Lionel SCOCCIMARO 

Slick ?

À première vue, Lionel Scoccimaro s'intéresse à la surface de la sculpture, et non à sa profondeur, ce qui ne veut bien sûr pas dire qu'il serait superficiel, mais simplement qu'il est moderne . Encore faudrait-il savoir ce qu'on entend par moderne. Car loin d'incarner les sublimes objectifs d'autonomie du médium assignés à l'art moderne voici environ un demi-siècle par Clement Greenberg, Scoccimaro mêle allègrement les genres et multiplie les emprunts à ce que Greenberg qualifiait avec mépris de « kitsch de la culture populaire ». De ce point de vue, l'artiste marseillais s'inscrit résolument dans une esthétique d'après la modernité, mais qui n'est certes pas « post-moderne » au sens d'une appropriation, parodique, citationnelle, etc., des formes passées. En effet, le fond ou plutôt les multiples réservoirs d'images où puise Scoccimaro, loin de renvoyer aux icônes passées de l'histoire de l'art, nous mènent dès le premier regard vers des cultures parallèles, marginales, souterraines, minoritaires, ou archi-populaires : bikers bardés de cuir, rock de la contre-culture américaine, surfers, séries télé grand public. Ainsi, Scoccimaro nous fait entrer de plain-pied dans des cultures de l'objet industriel, du déplacement, du jeu, de la glisse, donc de la surface.

■ CONSIGNE ÉCRITE A: Citez en entier le texte sur Lionel Scoccimaro, sans rien y changer.
■ CONSIGNE ÉCRITE B: Recopiez toutes les lignes des entrées ci-dessous où figure le mot « thistle ».

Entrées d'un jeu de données
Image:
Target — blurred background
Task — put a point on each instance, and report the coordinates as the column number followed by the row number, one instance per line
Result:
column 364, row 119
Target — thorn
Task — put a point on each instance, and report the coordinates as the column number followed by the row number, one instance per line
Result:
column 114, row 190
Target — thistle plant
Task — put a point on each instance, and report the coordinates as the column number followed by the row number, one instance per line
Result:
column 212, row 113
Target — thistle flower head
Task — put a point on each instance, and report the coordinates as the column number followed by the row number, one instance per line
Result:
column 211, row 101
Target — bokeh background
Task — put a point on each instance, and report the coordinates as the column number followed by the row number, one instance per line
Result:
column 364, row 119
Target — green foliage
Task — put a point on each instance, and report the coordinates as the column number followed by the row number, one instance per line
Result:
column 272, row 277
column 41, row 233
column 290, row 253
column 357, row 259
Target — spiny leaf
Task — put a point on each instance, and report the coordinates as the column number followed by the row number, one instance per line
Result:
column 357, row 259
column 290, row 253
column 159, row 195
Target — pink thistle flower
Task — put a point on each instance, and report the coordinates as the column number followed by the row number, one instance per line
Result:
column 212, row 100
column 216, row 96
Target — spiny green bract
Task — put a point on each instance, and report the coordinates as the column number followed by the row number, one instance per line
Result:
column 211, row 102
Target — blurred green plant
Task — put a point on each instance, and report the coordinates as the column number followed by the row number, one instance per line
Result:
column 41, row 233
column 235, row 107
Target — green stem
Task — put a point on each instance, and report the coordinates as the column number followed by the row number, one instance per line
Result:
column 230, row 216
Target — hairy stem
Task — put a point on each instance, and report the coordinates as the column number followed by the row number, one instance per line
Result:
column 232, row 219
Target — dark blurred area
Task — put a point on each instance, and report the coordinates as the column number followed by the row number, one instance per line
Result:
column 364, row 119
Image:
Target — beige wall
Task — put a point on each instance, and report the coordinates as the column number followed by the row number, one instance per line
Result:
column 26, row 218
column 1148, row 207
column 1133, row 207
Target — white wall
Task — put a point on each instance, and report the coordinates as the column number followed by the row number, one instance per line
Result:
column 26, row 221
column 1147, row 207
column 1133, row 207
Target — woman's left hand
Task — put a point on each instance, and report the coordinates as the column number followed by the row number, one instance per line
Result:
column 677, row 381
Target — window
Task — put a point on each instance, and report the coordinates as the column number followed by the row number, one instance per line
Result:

■ RÉPONSE ÉCRITE A:
Lionel SCOCCIMARO 

Slick ?

À première vue, Lionel Scoccimaro s'intéresse à la surface de la sculpture, et non à sa profondeur, ce qui ne veut bien sûr pas dire qu'il serait superficiel, mais simplement qu'il est moderne . Encore faudrait-il savoir ce qu'on entend par moderne. Car loin d'incarner les sublimes objectifs d'autonomie du médium assignés à l'art moderne voici environ un demi-siècle par Clement Greenberg, Scoccimaro mêle allègrement les genres et multiplie les emprunts à ce que Greenberg qualifiait avec mépris de « kitsch de la culture populaire ». De ce point de vue, l'artiste marseillais s'inscrit résolument dans une esthétique d'après la modernité, mais qui n'est certes pas « post-moderne » au sens d'une appropriation, parodique, citationnelle, etc., des formes passées. En effet, le fond ou plutôt les multiples réservoirs d'images où puise Scoccimaro, loin de renvoyer aux icônes passées de l'histoire de l'art, nous mènent dès le premier regard vers des cultures parallèles, marginales, souterraines, minoritaires, ou archi-populaires : bikers bardés de cuir, rock de la contre-culture américaine, surfers, séries télé grand public. Ainsi, Scoccimaro nous fait entrer de plain-pied dans des cultures de l'objet industriel, du déplacement, du jeu, de la glisse, donc de la surface.

■ RÉPONSE ÉCRITE B:
Target — thistle plant
Target — thistle flower head
Target — pink thistle flower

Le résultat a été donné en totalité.